### WHAT YOU HAVE TO DO
Pick out each line of the data below that contains the word "window" and copy those lines in full.

### RAW DATA
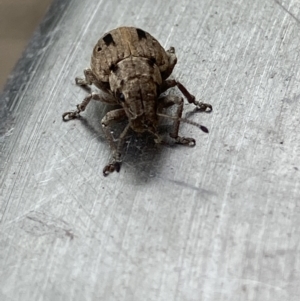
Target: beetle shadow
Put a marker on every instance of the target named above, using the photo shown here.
(141, 156)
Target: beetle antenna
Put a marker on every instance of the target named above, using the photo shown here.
(201, 127)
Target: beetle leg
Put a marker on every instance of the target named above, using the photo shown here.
(170, 100)
(172, 62)
(115, 115)
(80, 107)
(191, 98)
(88, 79)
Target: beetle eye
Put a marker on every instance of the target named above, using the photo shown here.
(121, 97)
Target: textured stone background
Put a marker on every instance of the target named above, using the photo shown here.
(220, 221)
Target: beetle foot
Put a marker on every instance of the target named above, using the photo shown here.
(203, 106)
(185, 141)
(109, 168)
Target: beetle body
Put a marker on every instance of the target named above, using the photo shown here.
(131, 68)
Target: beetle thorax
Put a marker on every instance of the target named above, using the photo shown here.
(134, 82)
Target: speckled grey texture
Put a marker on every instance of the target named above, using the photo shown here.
(220, 221)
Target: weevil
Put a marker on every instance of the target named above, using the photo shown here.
(131, 68)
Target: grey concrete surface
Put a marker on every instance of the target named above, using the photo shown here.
(220, 221)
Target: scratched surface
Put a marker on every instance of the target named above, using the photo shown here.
(220, 221)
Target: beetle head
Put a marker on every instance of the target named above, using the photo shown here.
(134, 82)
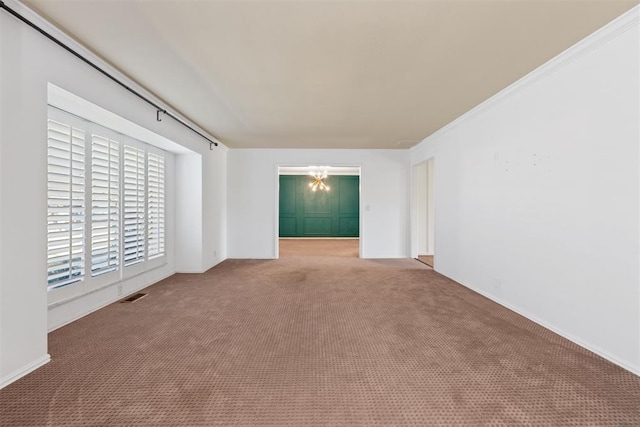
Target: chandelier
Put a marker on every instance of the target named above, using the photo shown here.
(318, 181)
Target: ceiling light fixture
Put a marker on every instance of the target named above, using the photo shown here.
(318, 181)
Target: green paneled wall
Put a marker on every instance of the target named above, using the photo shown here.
(305, 213)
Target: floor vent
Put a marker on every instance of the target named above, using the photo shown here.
(134, 297)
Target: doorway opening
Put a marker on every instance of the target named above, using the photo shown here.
(424, 212)
(318, 211)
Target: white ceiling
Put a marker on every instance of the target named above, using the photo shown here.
(308, 170)
(327, 74)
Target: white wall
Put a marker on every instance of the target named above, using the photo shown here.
(28, 63)
(252, 198)
(538, 190)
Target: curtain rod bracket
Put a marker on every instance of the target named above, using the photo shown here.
(158, 108)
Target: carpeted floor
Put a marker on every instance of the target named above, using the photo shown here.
(306, 341)
(427, 259)
(349, 248)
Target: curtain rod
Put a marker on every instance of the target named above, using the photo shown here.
(158, 108)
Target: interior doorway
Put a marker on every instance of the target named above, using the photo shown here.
(424, 218)
(318, 211)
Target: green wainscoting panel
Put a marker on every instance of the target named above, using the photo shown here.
(305, 213)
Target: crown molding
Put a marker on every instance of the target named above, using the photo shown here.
(610, 31)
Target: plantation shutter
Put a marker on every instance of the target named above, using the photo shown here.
(105, 205)
(65, 203)
(134, 205)
(155, 204)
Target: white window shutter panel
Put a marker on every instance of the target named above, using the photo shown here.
(155, 204)
(65, 204)
(105, 205)
(134, 201)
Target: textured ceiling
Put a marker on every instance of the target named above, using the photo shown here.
(327, 74)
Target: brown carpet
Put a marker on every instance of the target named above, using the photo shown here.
(426, 259)
(348, 248)
(306, 341)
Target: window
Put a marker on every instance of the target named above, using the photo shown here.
(105, 202)
(155, 207)
(134, 206)
(65, 203)
(105, 206)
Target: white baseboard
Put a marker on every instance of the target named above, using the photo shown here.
(108, 301)
(593, 348)
(16, 375)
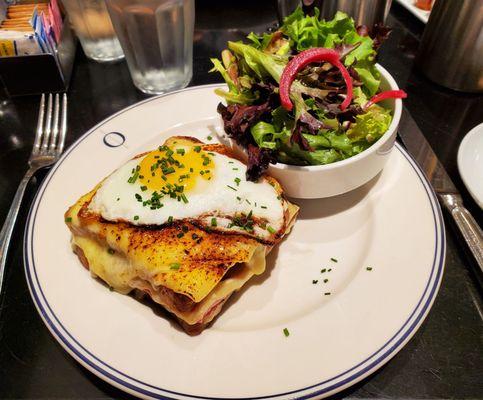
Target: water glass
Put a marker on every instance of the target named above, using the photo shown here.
(94, 29)
(157, 39)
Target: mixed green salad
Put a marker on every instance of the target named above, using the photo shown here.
(324, 125)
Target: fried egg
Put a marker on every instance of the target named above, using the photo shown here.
(187, 180)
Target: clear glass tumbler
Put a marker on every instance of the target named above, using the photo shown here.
(94, 29)
(157, 39)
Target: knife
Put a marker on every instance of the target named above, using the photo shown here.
(448, 195)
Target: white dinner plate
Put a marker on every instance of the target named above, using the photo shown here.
(387, 237)
(417, 12)
(470, 162)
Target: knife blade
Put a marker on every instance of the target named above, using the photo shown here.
(448, 195)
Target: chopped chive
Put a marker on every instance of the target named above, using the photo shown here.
(168, 170)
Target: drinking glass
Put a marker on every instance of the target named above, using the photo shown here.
(94, 29)
(157, 39)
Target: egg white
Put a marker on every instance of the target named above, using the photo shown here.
(225, 196)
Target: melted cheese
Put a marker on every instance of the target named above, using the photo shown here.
(119, 273)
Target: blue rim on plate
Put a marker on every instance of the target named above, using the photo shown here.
(139, 388)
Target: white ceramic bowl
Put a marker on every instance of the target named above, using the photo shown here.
(318, 181)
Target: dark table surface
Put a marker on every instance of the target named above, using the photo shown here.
(445, 357)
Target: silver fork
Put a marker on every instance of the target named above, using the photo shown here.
(47, 148)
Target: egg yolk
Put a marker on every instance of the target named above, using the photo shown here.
(168, 167)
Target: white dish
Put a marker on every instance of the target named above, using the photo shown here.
(318, 181)
(470, 163)
(335, 340)
(417, 12)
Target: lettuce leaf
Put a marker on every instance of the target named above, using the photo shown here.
(370, 126)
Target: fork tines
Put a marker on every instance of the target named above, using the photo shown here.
(51, 126)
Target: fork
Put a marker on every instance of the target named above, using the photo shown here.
(47, 148)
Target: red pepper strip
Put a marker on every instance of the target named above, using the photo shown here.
(388, 94)
(318, 54)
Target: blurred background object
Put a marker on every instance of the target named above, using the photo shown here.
(94, 29)
(424, 4)
(364, 12)
(157, 38)
(451, 50)
(166, 63)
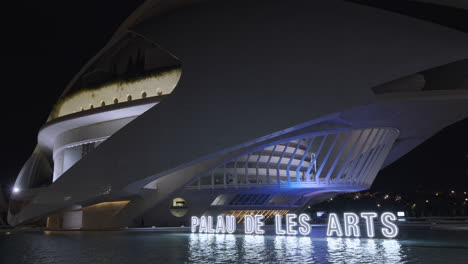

### WRITTEN ANSWER
Target: white window shutter panel
Target: window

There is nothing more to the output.